:: Task set ::
1. In the abstract on Fe₃C@C composites for EMI shielding, what is the highest surface temperature the Fe₃C@C-0.6 composites reach at 4 V?
2. Filter the records and copy each line that contains the string "banner".

:: Source document ::
Self-supporting Fe3C@C composites derived from MOF/chitosan films for electromagnetic interference shielding and Joule heating

Abstract

High-performance electromagnetic interference (EMI) shielding materials have emerged as a pivotal solution for mitigating the growing challenges of electromagnetic pollution. A straightforward approach was developed to prepare a series of self-supported Fe₃C nanoparticles on carbon sheets (Fe₃C@C) by regulating the Fe-MOF and chitosan (CS) composite film (Fe-MOF@CS), followed by carbonization treatment. Characterization results reveal that the Fe₃C nanoparticles anchored on carbon sheets generate abundant heterogeneous interfaces, creating a porous architecture with interconnected conductive networks. This unique microstructure significantly enhances the electrical conductivity while simultaneously boosting magnetic loss capabilities, leading to superior electromagnetic interference shielding performance. The optimized Fe₃C@C-0.6 composites demonstrated exceptional EMI shielding performance in the X-band, achieving an average shielding effectiveness of 67.5 dB at a minimal thickness of 0.7 mm corresponding to an attenuation of 99.99998% of incident electromagnetic waves. Notably, the Fe₃C@C-0.6 composites exhibit multifunctional characteristics including efficient Joule heating capability (the surface temperatures can reach up to 175.8 °C at 4 V) and excellent flame retardancy.

:: Material for the task ::
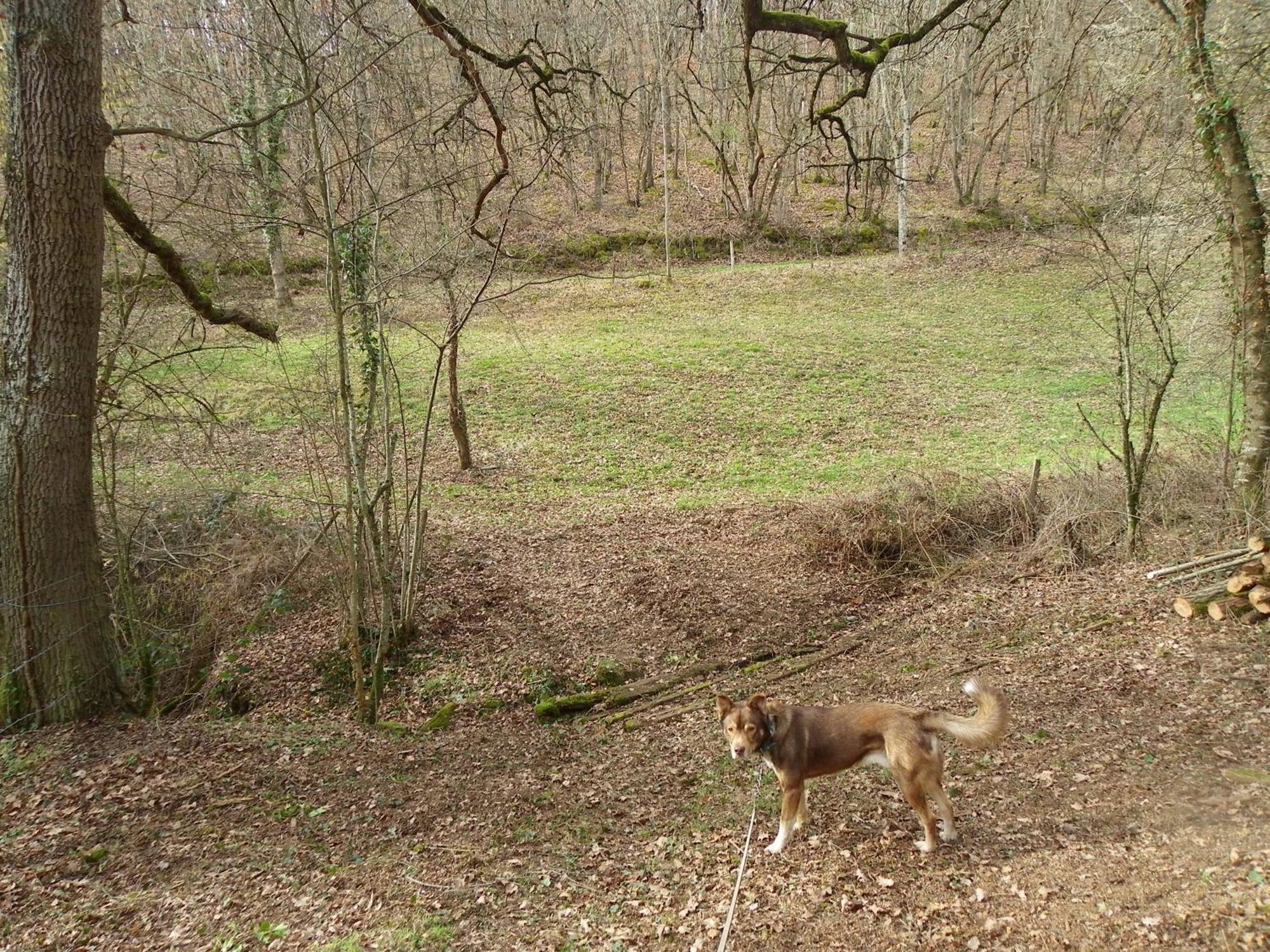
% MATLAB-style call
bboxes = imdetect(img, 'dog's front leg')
[767,783,803,853]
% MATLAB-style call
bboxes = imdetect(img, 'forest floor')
[0,506,1270,952]
[0,249,1270,952]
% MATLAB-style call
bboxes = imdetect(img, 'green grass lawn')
[129,255,1223,523]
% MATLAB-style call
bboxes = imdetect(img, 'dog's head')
[715,694,780,760]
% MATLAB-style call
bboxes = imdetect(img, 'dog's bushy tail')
[919,680,1010,750]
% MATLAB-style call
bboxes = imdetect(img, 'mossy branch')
[102,179,278,344]
[742,0,968,122]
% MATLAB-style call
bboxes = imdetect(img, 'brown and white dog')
[715,680,1010,853]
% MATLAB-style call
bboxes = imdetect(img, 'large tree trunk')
[0,0,119,727]
[446,327,472,471]
[264,225,292,307]
[1179,0,1270,520]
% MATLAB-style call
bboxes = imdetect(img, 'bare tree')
[0,0,121,727]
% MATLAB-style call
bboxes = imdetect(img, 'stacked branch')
[1163,536,1270,625]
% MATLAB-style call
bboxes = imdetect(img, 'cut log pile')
[1147,536,1270,625]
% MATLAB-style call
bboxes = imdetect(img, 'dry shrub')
[796,448,1242,576]
[109,494,338,712]
[1025,446,1243,569]
[798,473,1039,575]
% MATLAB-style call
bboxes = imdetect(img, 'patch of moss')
[422,701,458,734]
[594,658,644,688]
[533,691,605,721]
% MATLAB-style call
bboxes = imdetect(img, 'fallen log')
[533,646,818,721]
[1156,552,1248,585]
[1173,583,1232,618]
[1248,585,1270,614]
[603,658,785,724]
[622,638,866,731]
[1208,595,1256,622]
[1226,559,1266,595]
[1147,548,1248,581]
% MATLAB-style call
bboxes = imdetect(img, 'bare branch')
[102,179,278,344]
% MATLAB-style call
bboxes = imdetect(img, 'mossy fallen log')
[533,691,610,721]
[622,638,865,731]
[533,649,814,721]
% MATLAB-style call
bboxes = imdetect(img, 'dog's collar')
[758,717,776,754]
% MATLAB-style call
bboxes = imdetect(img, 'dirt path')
[0,512,1270,952]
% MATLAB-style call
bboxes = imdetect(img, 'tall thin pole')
[657,15,671,281]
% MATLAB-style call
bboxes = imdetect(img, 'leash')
[716,760,763,952]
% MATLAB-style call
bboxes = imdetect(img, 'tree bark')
[0,0,121,729]
[1177,0,1270,522]
[264,225,293,308]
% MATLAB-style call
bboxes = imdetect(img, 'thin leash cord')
[716,760,763,952]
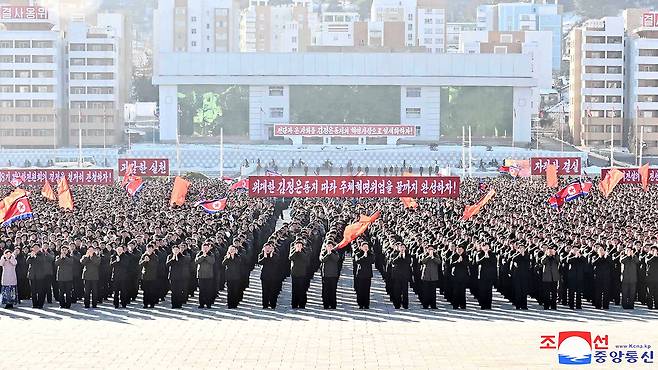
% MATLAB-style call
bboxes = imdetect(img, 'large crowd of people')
[0,177,658,310]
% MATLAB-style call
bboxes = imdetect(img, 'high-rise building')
[569,17,624,147]
[66,13,130,146]
[0,5,64,148]
[370,0,446,53]
[624,9,658,155]
[154,0,240,53]
[477,0,562,71]
[240,0,315,53]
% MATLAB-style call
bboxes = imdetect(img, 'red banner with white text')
[249,176,460,198]
[0,168,114,185]
[530,157,582,176]
[119,158,169,176]
[601,168,658,184]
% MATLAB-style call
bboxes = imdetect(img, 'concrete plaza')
[0,261,658,369]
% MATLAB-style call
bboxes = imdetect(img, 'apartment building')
[0,5,64,148]
[569,17,625,147]
[446,22,476,53]
[370,0,447,53]
[477,0,562,71]
[65,14,130,146]
[239,0,316,52]
[624,9,658,155]
[153,0,240,53]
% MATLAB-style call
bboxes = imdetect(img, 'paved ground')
[0,261,658,369]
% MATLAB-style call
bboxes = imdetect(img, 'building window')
[494,46,507,54]
[269,86,283,96]
[270,108,283,118]
[405,108,420,118]
[500,34,513,44]
[407,87,421,98]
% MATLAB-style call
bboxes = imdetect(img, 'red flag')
[0,188,27,219]
[169,176,190,206]
[9,176,25,188]
[546,164,557,188]
[121,163,134,188]
[126,176,144,197]
[462,189,496,221]
[41,180,57,200]
[336,211,381,249]
[599,168,624,198]
[229,178,249,190]
[57,176,73,211]
[2,197,32,226]
[638,163,649,191]
[400,197,418,208]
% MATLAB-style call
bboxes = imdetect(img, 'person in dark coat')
[288,240,309,308]
[55,245,75,308]
[510,245,530,310]
[258,243,281,309]
[194,243,215,308]
[110,246,130,308]
[420,245,441,309]
[475,244,498,310]
[566,247,587,310]
[26,244,48,308]
[646,245,658,310]
[167,245,188,308]
[591,246,612,310]
[354,242,375,310]
[80,246,101,308]
[450,244,469,310]
[320,241,340,310]
[222,245,242,309]
[620,246,640,310]
[390,242,411,309]
[139,244,160,308]
[541,245,560,310]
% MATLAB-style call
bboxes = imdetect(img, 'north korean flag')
[197,198,226,215]
[2,197,32,227]
[229,178,249,190]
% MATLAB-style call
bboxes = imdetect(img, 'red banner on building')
[601,168,658,184]
[0,6,48,19]
[249,176,460,198]
[0,168,114,185]
[119,158,169,176]
[530,157,582,176]
[274,124,416,137]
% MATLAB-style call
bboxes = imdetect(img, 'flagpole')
[219,127,224,179]
[638,126,644,166]
[462,126,466,176]
[468,125,473,177]
[610,109,615,167]
[176,130,180,176]
[78,108,82,167]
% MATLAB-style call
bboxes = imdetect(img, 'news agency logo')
[557,331,592,365]
[539,331,654,366]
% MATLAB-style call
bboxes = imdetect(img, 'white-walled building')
[67,13,130,146]
[154,0,240,53]
[0,2,64,148]
[370,0,446,53]
[569,17,625,147]
[624,10,658,155]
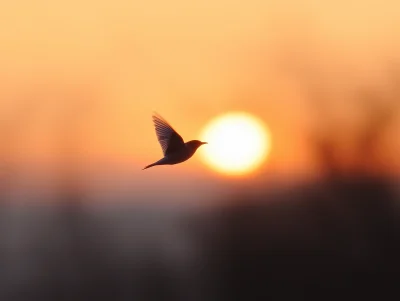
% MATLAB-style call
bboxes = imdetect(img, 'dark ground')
[0,177,400,301]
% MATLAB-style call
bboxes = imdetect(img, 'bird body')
[143,114,207,169]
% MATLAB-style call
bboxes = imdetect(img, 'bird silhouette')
[143,113,207,170]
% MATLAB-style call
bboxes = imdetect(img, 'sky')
[0,0,400,200]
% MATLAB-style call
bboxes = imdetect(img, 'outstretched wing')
[153,113,185,156]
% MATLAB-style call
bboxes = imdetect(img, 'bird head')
[186,140,207,151]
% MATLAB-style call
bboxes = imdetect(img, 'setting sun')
[201,112,271,175]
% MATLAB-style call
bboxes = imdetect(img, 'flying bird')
[143,113,207,170]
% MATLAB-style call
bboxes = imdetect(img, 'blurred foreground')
[0,177,400,301]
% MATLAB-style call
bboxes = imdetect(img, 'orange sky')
[0,0,400,202]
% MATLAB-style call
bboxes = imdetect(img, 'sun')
[201,112,271,175]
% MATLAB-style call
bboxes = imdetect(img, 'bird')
[142,112,208,170]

:: Completed exercise ::
1. 175.8 °C

2.
bboxes = imdetect(img, 'red banner with white text')
bboxes = imdetect(img, 'red banner on building')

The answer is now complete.